▶ Exercise brief
Apart from the images, reproduce every record word for word.

▶ Input data
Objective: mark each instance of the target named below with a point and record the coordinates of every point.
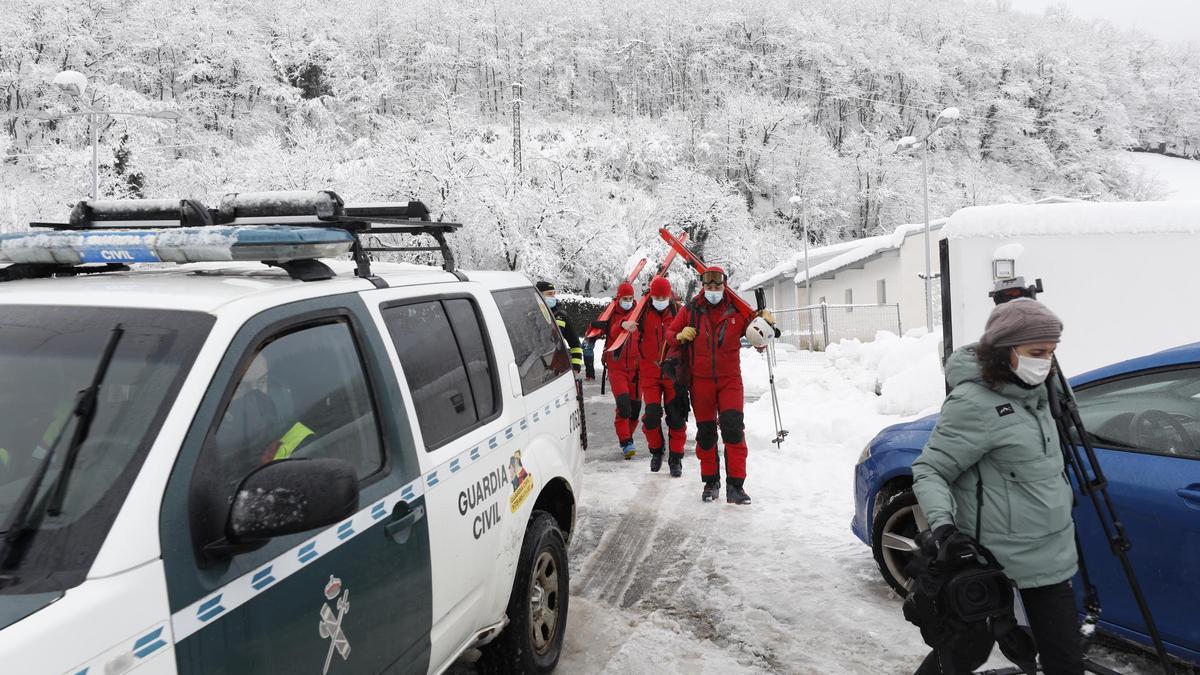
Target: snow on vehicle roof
(1075, 219)
(208, 286)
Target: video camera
(1012, 288)
(960, 592)
(964, 581)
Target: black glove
(670, 369)
(933, 541)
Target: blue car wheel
(893, 538)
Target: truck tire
(533, 639)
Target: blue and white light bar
(175, 245)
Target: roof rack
(285, 230)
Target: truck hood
(15, 608)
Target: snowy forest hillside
(706, 114)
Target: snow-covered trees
(702, 114)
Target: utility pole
(516, 127)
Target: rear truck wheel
(533, 639)
(893, 538)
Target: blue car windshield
(47, 356)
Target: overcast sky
(1165, 19)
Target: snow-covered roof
(867, 249)
(1075, 219)
(816, 256)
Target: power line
(935, 111)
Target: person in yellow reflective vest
(59, 418)
(573, 341)
(252, 419)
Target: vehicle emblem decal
(522, 482)
(331, 625)
(334, 587)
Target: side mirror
(289, 496)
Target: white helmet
(759, 332)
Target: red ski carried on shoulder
(593, 332)
(697, 264)
(636, 314)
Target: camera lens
(977, 593)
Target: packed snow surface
(664, 584)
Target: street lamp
(804, 220)
(75, 84)
(946, 118)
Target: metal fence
(815, 327)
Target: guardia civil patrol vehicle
(322, 464)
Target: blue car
(1144, 419)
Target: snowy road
(663, 583)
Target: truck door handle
(1191, 494)
(401, 526)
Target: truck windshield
(47, 356)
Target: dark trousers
(1055, 626)
(589, 362)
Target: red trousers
(629, 402)
(718, 406)
(660, 396)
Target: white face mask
(1031, 370)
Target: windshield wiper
(24, 517)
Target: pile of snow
(1181, 178)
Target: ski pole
(760, 296)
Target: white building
(1121, 275)
(877, 270)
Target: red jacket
(627, 357)
(715, 352)
(652, 336)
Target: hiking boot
(736, 495)
(676, 465)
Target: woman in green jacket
(996, 435)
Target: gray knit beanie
(1020, 322)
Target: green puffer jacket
(1007, 438)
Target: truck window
(303, 394)
(538, 346)
(447, 364)
(47, 356)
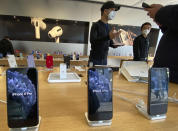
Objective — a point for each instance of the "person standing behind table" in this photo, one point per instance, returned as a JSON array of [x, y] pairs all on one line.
[[141, 43], [6, 46], [101, 35], [167, 51]]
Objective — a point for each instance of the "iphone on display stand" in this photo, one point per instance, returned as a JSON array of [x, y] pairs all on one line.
[[22, 98], [100, 106], [49, 61], [158, 91]]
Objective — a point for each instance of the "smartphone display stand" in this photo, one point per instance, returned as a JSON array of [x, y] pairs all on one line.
[[97, 123], [34, 128], [142, 109]]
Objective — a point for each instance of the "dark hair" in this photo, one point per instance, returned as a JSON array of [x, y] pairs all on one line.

▶ Output for this task
Objective: mark each instance of the target named below with a point and record the coordinates of every point.
Target: snow on vehicle roof
(1075, 219)
(208, 286)
Target: video camera
(1012, 288)
(960, 592)
(964, 581)
Target: black glove
(670, 369)
(933, 541)
Target: blue car wheel
(893, 538)
Target: truck tire
(533, 639)
Target: blue and white light bar
(175, 245)
Target: roof rack
(285, 230)
Target: truck hood
(15, 608)
Target: snowy forest hillside
(706, 114)
Target: snow-covered trees
(702, 114)
Target: utility pole
(516, 127)
Target: rear truck wheel
(533, 639)
(893, 538)
Target: blue car windshield
(47, 356)
Target: overcast sky
(1165, 19)
Target: snow-covered roof
(867, 249)
(1075, 219)
(816, 256)
Target: power line
(935, 111)
Target: person in yellow reflective vest
(59, 418)
(573, 341)
(252, 419)
Target: vehicle emblem decal
(522, 482)
(331, 625)
(334, 587)
Target: side mirror
(289, 496)
Target: white helmet
(759, 332)
Target: red ski carried on shoulder
(593, 332)
(697, 264)
(636, 314)
Target: camera lens
(977, 593)
Target: packed snow surface
(664, 584)
Target: street lamp
(804, 220)
(75, 84)
(946, 118)
Target: metal fence
(815, 327)
Target: guardia civil patrol vehicle
(322, 464)
Target: blue car
(1144, 419)
Target: snowy road
(663, 583)
Target: truck door handle
(1191, 494)
(401, 526)
Target: truck windshield
(47, 356)
Target: dark trousers
(1055, 626)
(589, 362)
Target: red trousers
(629, 402)
(718, 406)
(660, 396)
Target: white face mask
(1031, 370)
Target: windshield wiper
(24, 517)
Target: pile of snow
(1181, 178)
Target: ski pole
(760, 296)
Target: white building
(1121, 275)
(877, 270)
Target: red jacket
(627, 357)
(715, 352)
(652, 336)
Target: hiking boot
(736, 495)
(676, 465)
Target: woman in green jacket
(996, 435)
Target: gray knit beanie
(1020, 322)
Target: green puffer jacket
(1007, 438)
Target: truck window
(303, 394)
(538, 346)
(447, 364)
(47, 356)
Objective — a point for each instance of the "person standing behind table" in this photo, one point per instance, returned as a JSON array of [x, y] pairs all on one line.
[[141, 43], [6, 46], [101, 35], [167, 51]]
Objective — a point for each instance of the "iphone on display stand" in this photo, one point per instance, returned as a JSON array of [x, y] pairs all on one line.
[[22, 98], [100, 106], [49, 61], [158, 91]]
Objective — a point for each instance of the "smartphone display stand" in this photo, one point per instance, returned as a JSON array of [x, y] pairs all on one line.
[[97, 123], [34, 128], [142, 109]]
Objective — a point for each instance of the "dark hair" in this photo, one point per instance, returned as a JSON array of [x, y] pairs all on one line.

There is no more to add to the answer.